SOURCE TEXT:
....

From Tom Cruise and Will Ferrell to Barbra Streisand and Queen Latifah, check out the actors with contract clauses as strange as Dwayne Johnson’s.
When the DCEU blockbuster, Black Adam, bombarded the masses on October 21, 2022, fans of Dwayne "The Rock" Johnson noticed that the character rarely, if ever, loses fights in the film. Digging deeper, it appears as if The Rock's contractual clause from Fast & Furious has been unofficially retained for Black Adam, which essentially stipulates that the actor cannot lose a fight onscreen.
Of course, Dwayne "The Rock" Johnson isn't the only bankable movie star with strange contract clauses. In fact, some of the most famous actors in history have been known to mandate unbelievable conditions while on a movie set.
According to the Wall Street Journal, both The Rock and his Fast & Furious co-stars, Vin Diesel and Jason Statham, have negotiated conditions in their movie contracts that limit the number of punches they can sustain and how badly injured they are onscreen. With the three masculine movie stars jockeying for onscreen supremacy, none of them were willing to back down and look weak compared to the others. Odd indeed.
According to the report, it was Diesel's idea ahead of the seventh franchise installment to begin counting the number of kicks, punches, headbutts, and body slams his character received onscreen to ensure a fair fight between the characters. Afterward, Statham adopted the clause to limit how badly beaten up his character is onscreen, with The Rock negotiating his contract to ensure his character always "gives as good as he receives" in terms of injurious bodily harm.

....

EXTRACTED INFORMATION:
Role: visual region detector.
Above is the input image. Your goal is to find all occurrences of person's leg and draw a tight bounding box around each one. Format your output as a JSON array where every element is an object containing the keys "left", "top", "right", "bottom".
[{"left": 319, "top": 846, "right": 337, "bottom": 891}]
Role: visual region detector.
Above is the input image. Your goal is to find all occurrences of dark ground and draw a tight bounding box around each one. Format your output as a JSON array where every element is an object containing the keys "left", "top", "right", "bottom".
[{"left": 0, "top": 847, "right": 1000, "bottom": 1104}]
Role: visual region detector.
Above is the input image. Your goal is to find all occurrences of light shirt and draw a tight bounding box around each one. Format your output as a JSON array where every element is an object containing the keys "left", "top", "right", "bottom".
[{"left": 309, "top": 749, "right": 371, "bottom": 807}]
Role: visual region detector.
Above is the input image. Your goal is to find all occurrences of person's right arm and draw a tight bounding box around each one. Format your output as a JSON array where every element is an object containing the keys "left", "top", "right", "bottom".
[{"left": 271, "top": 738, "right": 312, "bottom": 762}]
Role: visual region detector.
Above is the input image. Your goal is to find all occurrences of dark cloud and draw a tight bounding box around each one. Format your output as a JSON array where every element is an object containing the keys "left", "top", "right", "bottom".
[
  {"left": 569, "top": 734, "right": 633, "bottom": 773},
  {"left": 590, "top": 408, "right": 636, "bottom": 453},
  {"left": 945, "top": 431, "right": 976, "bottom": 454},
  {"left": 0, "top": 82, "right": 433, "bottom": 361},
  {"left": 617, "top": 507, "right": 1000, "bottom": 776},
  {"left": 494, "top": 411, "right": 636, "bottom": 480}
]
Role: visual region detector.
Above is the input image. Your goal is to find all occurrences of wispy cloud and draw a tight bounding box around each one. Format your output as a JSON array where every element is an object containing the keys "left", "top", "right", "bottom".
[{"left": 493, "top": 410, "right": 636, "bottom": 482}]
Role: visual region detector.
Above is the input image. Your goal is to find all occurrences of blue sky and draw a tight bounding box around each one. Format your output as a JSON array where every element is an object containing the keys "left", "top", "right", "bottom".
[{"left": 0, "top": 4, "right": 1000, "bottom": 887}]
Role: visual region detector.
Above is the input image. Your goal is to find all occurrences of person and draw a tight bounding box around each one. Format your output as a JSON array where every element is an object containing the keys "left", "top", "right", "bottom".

....

GIVEN INSTRUCTION 1: Translate this sentence from the article on actors' contract clauses into Spanish: "In fact, some of the most famous actors in history have been known to mandate unbelievable conditions while on a movie set."
GIVEN INSTRUCTION 2: In the article on actors' contract clauses, who first had the idea of counting the kicks, punches, headbutts, and body slams his character received onscreen?
The entries are separate material and are not part of the article on actors' contract clauses.

TASK ANSWER 1: De hecho, se sabe que algunos de los actores más famosos de la historia han exigido condiciones increíbles mientras estaban en un set de rodaje.

TASK ANSWER 2: Vin Diesel